**Exercise directions**
Pull out every line of the material below that contains the word "tall", and copy each one in full.

**Records for the task**
##############################
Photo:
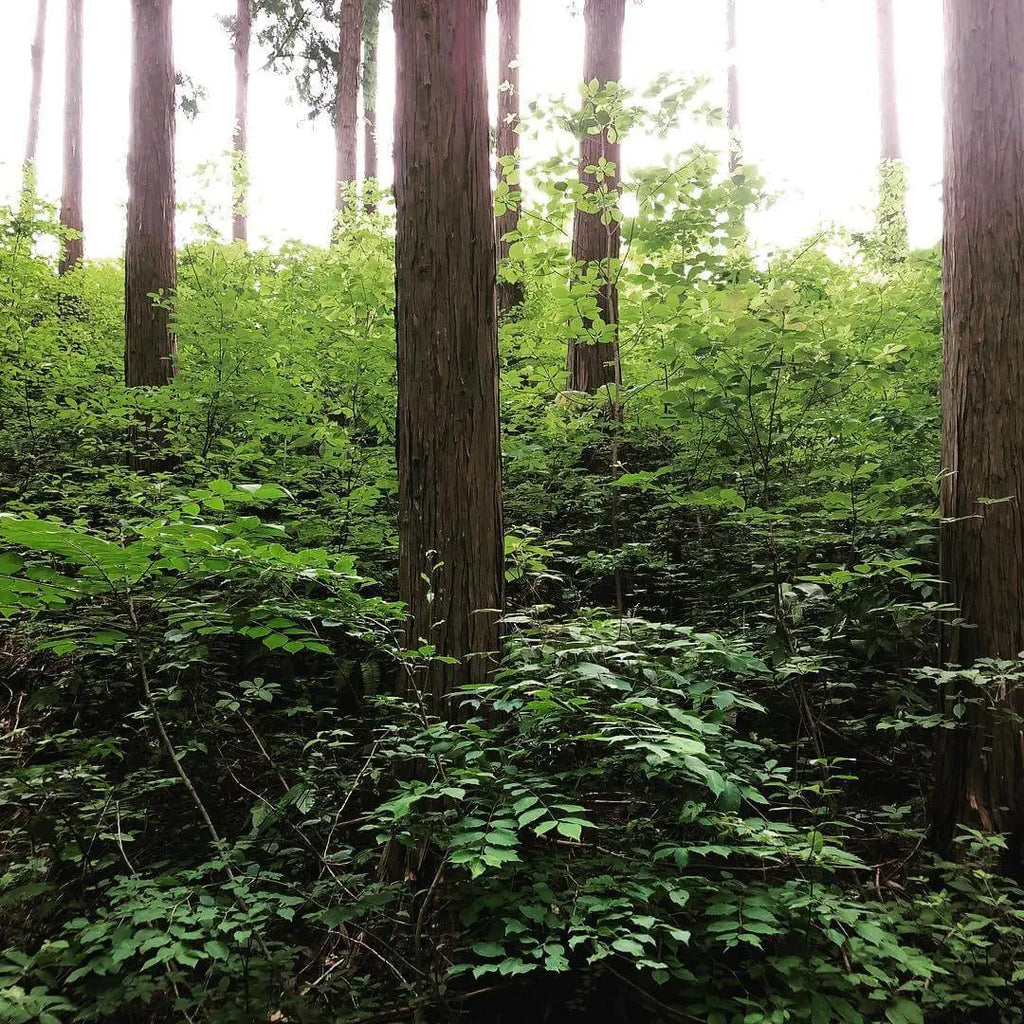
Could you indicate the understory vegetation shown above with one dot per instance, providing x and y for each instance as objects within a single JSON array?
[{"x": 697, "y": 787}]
##############################
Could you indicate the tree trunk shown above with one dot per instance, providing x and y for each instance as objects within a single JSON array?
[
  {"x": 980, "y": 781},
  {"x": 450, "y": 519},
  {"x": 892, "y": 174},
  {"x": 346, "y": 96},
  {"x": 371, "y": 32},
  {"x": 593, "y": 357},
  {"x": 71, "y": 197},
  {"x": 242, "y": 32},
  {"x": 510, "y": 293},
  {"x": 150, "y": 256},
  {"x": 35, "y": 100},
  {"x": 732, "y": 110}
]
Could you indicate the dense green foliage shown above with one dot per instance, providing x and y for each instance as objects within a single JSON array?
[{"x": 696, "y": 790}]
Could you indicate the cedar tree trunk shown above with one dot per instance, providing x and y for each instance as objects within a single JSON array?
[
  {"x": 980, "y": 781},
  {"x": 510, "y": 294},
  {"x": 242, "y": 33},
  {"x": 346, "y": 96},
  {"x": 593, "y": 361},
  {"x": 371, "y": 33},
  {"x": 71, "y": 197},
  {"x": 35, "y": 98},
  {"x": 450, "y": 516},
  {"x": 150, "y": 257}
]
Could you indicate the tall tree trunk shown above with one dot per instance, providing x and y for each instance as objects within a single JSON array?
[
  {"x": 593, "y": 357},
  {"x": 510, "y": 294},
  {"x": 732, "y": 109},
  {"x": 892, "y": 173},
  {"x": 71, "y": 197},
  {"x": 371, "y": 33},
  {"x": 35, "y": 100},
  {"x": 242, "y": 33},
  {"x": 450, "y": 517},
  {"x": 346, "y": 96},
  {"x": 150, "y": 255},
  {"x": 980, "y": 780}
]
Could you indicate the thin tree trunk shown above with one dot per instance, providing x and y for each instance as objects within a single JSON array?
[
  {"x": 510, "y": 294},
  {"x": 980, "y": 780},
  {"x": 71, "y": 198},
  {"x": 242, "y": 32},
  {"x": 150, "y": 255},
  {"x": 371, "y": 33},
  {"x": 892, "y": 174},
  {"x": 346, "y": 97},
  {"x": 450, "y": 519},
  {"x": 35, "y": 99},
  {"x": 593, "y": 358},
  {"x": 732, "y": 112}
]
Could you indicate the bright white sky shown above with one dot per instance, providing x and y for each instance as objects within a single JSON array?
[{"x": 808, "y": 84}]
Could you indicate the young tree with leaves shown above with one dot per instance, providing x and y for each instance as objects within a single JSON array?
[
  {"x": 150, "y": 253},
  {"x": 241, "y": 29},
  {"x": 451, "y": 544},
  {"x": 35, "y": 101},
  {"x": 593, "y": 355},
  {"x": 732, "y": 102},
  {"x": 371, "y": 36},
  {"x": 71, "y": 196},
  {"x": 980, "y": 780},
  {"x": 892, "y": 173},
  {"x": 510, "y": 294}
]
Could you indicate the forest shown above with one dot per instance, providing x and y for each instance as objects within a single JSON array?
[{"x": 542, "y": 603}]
##############################
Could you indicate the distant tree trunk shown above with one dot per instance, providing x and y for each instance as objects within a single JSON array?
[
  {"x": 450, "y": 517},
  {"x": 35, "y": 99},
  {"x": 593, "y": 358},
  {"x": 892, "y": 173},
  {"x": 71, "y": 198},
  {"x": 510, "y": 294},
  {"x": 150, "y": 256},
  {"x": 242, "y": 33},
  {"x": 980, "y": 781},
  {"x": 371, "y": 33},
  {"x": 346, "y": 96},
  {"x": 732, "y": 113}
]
##############################
**Problem solution**
Could you indicate the tall tree trunk shown above with one dot per instance, providing x and y for each instance as objects within a single JSON array?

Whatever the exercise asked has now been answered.